Exercise brief
Go through the entries below and write each one out exactly.

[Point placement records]

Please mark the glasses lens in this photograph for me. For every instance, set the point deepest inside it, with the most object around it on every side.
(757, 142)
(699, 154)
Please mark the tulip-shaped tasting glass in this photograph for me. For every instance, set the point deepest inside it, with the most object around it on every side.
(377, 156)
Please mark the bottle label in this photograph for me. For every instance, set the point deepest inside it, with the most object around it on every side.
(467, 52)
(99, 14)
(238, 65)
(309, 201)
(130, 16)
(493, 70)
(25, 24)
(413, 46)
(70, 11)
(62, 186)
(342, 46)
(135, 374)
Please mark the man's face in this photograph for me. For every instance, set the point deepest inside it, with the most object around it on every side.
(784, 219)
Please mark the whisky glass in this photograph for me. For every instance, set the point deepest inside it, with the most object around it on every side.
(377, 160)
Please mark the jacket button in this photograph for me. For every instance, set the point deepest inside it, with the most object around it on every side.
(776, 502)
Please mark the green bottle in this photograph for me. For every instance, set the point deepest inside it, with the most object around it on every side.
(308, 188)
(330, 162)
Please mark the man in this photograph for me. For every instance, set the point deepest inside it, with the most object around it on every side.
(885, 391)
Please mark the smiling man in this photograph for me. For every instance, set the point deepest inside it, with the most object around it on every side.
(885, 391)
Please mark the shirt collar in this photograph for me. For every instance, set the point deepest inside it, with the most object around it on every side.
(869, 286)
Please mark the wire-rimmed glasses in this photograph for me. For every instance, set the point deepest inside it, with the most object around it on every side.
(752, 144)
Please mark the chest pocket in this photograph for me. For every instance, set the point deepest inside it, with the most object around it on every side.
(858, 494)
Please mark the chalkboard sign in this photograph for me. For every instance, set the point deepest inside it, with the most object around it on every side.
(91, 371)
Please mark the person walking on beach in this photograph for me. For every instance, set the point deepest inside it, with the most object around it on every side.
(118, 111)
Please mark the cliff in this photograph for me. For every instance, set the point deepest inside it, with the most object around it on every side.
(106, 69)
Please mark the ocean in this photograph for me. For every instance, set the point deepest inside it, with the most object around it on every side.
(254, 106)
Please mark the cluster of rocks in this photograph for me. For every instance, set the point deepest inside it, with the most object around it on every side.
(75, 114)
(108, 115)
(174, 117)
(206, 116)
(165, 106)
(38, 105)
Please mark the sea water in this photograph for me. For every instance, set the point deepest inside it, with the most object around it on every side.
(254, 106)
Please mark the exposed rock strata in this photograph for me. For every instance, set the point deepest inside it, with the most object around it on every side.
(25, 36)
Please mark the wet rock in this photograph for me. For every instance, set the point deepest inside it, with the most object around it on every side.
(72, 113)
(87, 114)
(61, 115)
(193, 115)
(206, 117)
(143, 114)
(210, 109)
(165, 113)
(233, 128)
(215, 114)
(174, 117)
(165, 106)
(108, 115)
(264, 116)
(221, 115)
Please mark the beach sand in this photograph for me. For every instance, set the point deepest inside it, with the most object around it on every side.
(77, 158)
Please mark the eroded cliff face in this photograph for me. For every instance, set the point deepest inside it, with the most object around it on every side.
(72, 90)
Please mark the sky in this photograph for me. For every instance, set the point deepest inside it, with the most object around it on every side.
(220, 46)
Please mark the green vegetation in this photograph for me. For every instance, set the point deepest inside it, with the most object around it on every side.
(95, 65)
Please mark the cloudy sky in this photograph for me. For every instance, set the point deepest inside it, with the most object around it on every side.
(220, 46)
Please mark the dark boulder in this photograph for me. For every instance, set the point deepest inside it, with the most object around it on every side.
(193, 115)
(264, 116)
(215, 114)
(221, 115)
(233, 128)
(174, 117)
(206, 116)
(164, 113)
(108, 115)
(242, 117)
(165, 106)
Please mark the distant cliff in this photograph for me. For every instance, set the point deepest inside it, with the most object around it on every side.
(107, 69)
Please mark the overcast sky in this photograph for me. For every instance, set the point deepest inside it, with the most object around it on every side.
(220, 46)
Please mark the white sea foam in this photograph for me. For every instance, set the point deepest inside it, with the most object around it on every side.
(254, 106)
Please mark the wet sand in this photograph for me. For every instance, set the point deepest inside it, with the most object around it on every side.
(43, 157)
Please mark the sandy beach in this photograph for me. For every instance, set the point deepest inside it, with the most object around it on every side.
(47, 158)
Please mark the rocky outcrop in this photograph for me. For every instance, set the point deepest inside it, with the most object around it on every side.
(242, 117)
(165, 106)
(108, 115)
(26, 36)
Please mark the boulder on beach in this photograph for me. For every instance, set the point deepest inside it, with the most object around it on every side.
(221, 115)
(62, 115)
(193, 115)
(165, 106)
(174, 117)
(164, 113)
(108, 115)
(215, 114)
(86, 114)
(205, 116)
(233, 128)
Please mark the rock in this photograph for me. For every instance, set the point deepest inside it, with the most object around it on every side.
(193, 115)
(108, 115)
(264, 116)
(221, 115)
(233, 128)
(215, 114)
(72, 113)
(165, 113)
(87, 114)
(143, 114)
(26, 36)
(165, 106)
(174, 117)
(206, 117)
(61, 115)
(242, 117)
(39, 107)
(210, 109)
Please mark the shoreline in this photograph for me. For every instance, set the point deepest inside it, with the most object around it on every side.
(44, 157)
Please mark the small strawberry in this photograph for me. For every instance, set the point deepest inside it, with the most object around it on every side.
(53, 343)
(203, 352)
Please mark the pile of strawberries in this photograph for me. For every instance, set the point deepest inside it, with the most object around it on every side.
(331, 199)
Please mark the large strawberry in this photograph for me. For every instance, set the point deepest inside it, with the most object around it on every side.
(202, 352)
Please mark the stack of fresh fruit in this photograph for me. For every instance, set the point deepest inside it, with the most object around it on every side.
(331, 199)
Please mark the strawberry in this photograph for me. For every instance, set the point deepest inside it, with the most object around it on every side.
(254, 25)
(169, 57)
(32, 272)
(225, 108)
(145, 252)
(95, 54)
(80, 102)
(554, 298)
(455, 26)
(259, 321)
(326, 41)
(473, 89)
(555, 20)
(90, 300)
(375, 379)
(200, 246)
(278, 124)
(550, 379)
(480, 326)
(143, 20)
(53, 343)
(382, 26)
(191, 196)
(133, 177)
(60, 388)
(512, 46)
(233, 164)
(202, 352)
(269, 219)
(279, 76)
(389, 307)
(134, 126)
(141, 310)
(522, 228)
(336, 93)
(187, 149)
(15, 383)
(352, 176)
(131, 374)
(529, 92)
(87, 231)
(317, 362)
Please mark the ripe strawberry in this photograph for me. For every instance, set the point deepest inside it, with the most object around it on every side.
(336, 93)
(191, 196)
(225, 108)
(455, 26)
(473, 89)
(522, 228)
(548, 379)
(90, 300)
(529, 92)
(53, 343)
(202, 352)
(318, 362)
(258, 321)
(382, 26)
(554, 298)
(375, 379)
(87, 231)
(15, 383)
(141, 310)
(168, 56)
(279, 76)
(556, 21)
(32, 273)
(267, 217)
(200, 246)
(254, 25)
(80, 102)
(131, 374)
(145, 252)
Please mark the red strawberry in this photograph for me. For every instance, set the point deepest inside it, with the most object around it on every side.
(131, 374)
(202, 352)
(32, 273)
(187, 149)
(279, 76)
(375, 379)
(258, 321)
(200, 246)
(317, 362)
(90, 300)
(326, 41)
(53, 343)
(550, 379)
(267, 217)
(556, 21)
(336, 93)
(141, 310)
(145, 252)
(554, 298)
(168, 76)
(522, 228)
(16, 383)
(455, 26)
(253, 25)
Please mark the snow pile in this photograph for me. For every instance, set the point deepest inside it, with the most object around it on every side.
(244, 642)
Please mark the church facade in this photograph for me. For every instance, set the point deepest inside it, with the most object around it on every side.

Solved problem
Please mark the glasses lens in this photograph for me. For every instance, set the point deepest inside it, with the most object around it on every side.
(757, 142)
(699, 154)
Please mark the tulip-shaped tasting glass in this photograph for me. For every instance, set the point deepest inside it, with the most object around it on every side.
(377, 156)
Please mark the bottle label in this photograph for me. For every instance, set the point deepest inside it, with the most object around it on every side.
(467, 52)
(99, 14)
(238, 65)
(309, 201)
(130, 16)
(493, 70)
(25, 24)
(413, 46)
(70, 11)
(62, 186)
(342, 46)
(135, 374)
Please mark the man's face in this photograph for me. For every instance, set the point deepest inside it, with the most object around it on every side.
(784, 219)
Please mark the whisky glass in this photograph for me. For every instance, set the point deepest inside it, with the most object around it on every side.
(377, 160)
Please mark the jacket button in this photograph for me. For every instance, set the point deepest inside it, with the most object around it on every side.
(776, 502)
Please mark the green bottle in this photograph for me. For every instance, set the point deepest inside it, with the most object around it on every side.
(308, 188)
(330, 162)
Please mark the man in this photograph for me. For every instance, set the point deepest inside it, with the most object around it on every side.
(885, 391)
Please mark the smiling man in this photograph for me. For every instance, set the point deepest inside it, with the most object around it on every side.
(885, 391)
Please mark the shirt collar in this photograph for me. For every instance, set the point deepest inside it, with the most object around it on every side.
(869, 286)
Please mark the wire-rimmed glasses in this photograph for me. For every instance, set the point deepest inside it, with the most object around it on every side.
(752, 144)
Please mark the chest pocket in this photograph for me. For every instance, set the point deepest inside it, with the most object around it on every side.
(858, 494)
Please mark the chalkboard sign in this photograph for me. For every instance, set the point deepest inside it, with the most object around it on every side.
(91, 371)
Please mark the person walking on beach in this photograph for me. For every instance, set the point deepest inside it, with the most object around it on every side.
(118, 111)
Please mark the cliff in this photograph for me. For every instance, set the point deepest inside it, with the most object around it on every side.
(106, 69)
Please mark the ocean in this photograph for me. For every instance, set the point deepest inside it, with the most object around it on every side.
(254, 106)
Please mark the cluster of rocks in this photograph for me. For every instance, set the point deepest inside it, with the most object around it on every side.
(75, 114)
(108, 115)
(174, 117)
(206, 116)
(165, 106)
(38, 105)
Please mark the sea water in this photograph for me. For every instance, set the point deepest inside it, with the most object around it on every side.
(254, 106)
Please mark the exposed rock strata in this photograph for me. For every instance, set the point deepest inside it, with the most object around it on every side.
(25, 36)
Please mark the wet rock in this photograph for me. For every instance, set the point deepest inside it, with the most object around it on every side.
(72, 113)
(87, 114)
(61, 115)
(193, 115)
(206, 117)
(143, 114)
(210, 109)
(165, 113)
(233, 128)
(215, 114)
(174, 117)
(165, 106)
(108, 115)
(264, 116)
(221, 115)
Please mark the beach sand in this photograph for me. For every instance, set the point deepest inside it, with the most object around it on every side.
(77, 158)
Please mark the eroded cliff face in this photograph for me. For every instance, set the point deepest inside it, with the most object around it on every side.
(72, 90)
Please mark the sky in this photograph for me. For every instance, set the point deepest inside it, with the most object around it on every side.
(220, 46)
Please mark the green vegetation in this photograph for me. For every instance, set the point deepest inside it, with the most object around it on every side.
(95, 65)
Please mark the cloudy sky in this photograph for me. For every instance, set the point deepest inside it, with the most object around it on every side.
(220, 46)
Please mark the dark boulder in this photograph for me. For every instance, set the point deepest inside it, with the most object around it on every side.
(193, 115)
(264, 116)
(215, 114)
(221, 115)
(233, 128)
(174, 117)
(206, 116)
(164, 113)
(108, 115)
(242, 117)
(165, 106)
Please mark the distant cliff in this photograph for me. For every instance, set the point deepest inside it, with the most object around it on every side.
(107, 69)
Please mark the overcast sky in this photograph for me. For every instance, set the point deepest inside it, with the most object around it on every side.
(220, 46)
Please mark the white sea foam in this photograph for me. For every instance, set the point deepest inside it, with the most object around it on every side.
(254, 106)
Please mark the wet sand in this photograph for me. For every instance, set the point deepest inside it, with the most object around it on every side.
(43, 157)
Please mark the sandy beach in this photograph for me. For every instance, set the point deepest inside it, with the most object around it on every side.
(47, 158)
Please mark the rocky outcrop in this photograph for me. For every instance, set the point deepest inside it, with the most object around it on every side.
(242, 117)
(165, 106)
(108, 115)
(26, 36)
Please mark the boulder on beach in this photograph for me. For every instance, set the point deepest inside it, with the most object around it on every side.
(221, 115)
(62, 115)
(193, 115)
(165, 106)
(174, 117)
(164, 113)
(108, 115)
(215, 114)
(86, 114)
(205, 116)
(233, 128)
Please mark the rock in this photograph for me. For every instance, set the point deepest inside it, with the most object around it on every side.
(193, 115)
(108, 115)
(264, 116)
(221, 115)
(233, 128)
(215, 114)
(72, 113)
(165, 113)
(87, 114)
(143, 114)
(26, 36)
(165, 106)
(174, 117)
(206, 117)
(61, 115)
(242, 117)
(39, 107)
(210, 109)
Please mark the shoreline in this photograph for me. For every instance, set the point deepest inside it, with the most object around it on every side.
(44, 157)
Please mark the small strawberry in this photograph for me. For every instance, set the point deepest inside it, with the most object around it on every side.
(53, 343)
(203, 352)
Please mark the pile of strawberries in this photograph for me. For every instance, set the point deepest inside it, with the most object around it on every side.
(331, 199)
Please mark the large strawberry in this photograph for me. For every instance, set the point deepest inside it, with the most object around it on every side.
(202, 352)
Please mark the stack of fresh fruit in this photograph for me. For every instance, set the point deepest inside it, with the most object around it on every side.
(331, 199)
Please mark the strawberry in this photograph for me. For every instance, set the point deepest inside it, with the most object around it on every side.
(254, 25)
(169, 57)
(32, 272)
(225, 108)
(145, 252)
(95, 54)
(80, 102)
(554, 298)
(455, 26)
(259, 321)
(326, 41)
(473, 89)
(555, 20)
(90, 300)
(375, 379)
(200, 246)
(278, 124)
(550, 379)
(480, 326)
(143, 20)
(53, 343)
(382, 26)
(191, 196)
(133, 177)
(60, 388)
(512, 46)
(233, 164)
(202, 352)
(269, 219)
(279, 76)
(389, 307)
(134, 126)
(141, 310)
(522, 228)
(336, 93)
(187, 149)
(15, 383)
(352, 176)
(131, 374)
(529, 92)
(87, 231)
(317, 362)
Please mark the ripe strawberry in this photograph for me. For every instance, set the point deepest inside it, with the most object around it on every side.
(336, 93)
(191, 196)
(225, 108)
(455, 26)
(473, 89)
(522, 228)
(548, 379)
(90, 300)
(529, 92)
(53, 343)
(202, 352)
(318, 362)
(258, 321)
(382, 26)
(554, 298)
(375, 379)
(87, 231)
(15, 383)
(141, 310)
(168, 56)
(279, 76)
(556, 21)
(32, 273)
(267, 217)
(200, 246)
(254, 25)
(80, 102)
(131, 374)
(145, 252)
Please mark the red strawberry in this photograph for me. For every instance, set the point deepest inside it, with the most object around it on every side.
(131, 374)
(202, 352)
(32, 273)
(187, 149)
(279, 76)
(375, 379)
(258, 321)
(200, 246)
(317, 362)
(90, 300)
(326, 41)
(53, 343)
(550, 379)
(267, 217)
(556, 21)
(336, 93)
(141, 310)
(145, 252)
(554, 298)
(168, 76)
(522, 228)
(16, 383)
(455, 26)
(253, 25)
Please mark the snow pile in this photograph for me. For every instance, set the point deepest inside it, with the most object around it on every side.
(244, 642)
Please mark the church facade in this photograph for me. For every instance, set the point deepest inside it, with the most object around it on every side.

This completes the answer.